- [DOCUMENT]
========

Aujourd’hui, on demande « alors t’as fait les 20 ? » sans prendre la peine de préciser qu’on parle des 20 kilomètres de Bruxelles parce que cela va de soi et que si tu ne le comprends pas, c’est que tu vis sur une autre planète. Les 20 ! Le parc du Cinquantenaire devient pour l’occasion un rassemblement bigarré, mondain, sportif, solidaire, de mode, amical, d’affaires, festif, international. S’il ne faut faire qu’une course, ce sont les 20 KM de Bruxelles – 50.000 dossards envolés en quelques minutes, cette année. Les lunettes profilées, les montres connectées, les semelles carbone, les singlets respirants, les dossards (parfois faux) revendus au marché noir, le fric, le business, les m’as-tu vu ?, les tricheurs, les crâneurs… Désormais, il y a tout ça aussi aux 20 km de Bruxelles. Néanmoins, c’est une grande fête qui propose également ce que la Belgique a de mieux, de plus absurde, de plus surréaliste (cette année, La Roche Posay distribuait des échantillons de crème solaire pendant qu’il tombait des cordes. Je laisse ça à votre réflexion) et l’ambiance y demeure exceptionnelle. Chacune de mes courses y a constitué une aventure en soi. J’y ai couru avec ma fille, mon fils, mon épouse, des amis, seul, pour une association de lutte contre la pauvreté, comme guide pour un athlète non-voyant et maintenant en arborant les couleurs de ce club si sympa qu’est le NAC. Apercevoir au loin les arches du Cinquantenaire lorsqu’on parvient au sommet de l’avenue de Tervueren déclenche toujours une émotion particulière.

========

- [DONNÉES SOURCES]

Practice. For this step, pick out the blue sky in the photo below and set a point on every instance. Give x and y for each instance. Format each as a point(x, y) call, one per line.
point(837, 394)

========

- [CONSIGNE ÉCRITE]
D'après le document consacré aux 20 kilomètres de Bruxelles, combien de dossards se sont envolés en quelques minutes cette année ? La liste ci-dessus constitue un matériau indépendant du document.

- [RÉPONSE CORRECTE]
50 000 dossards.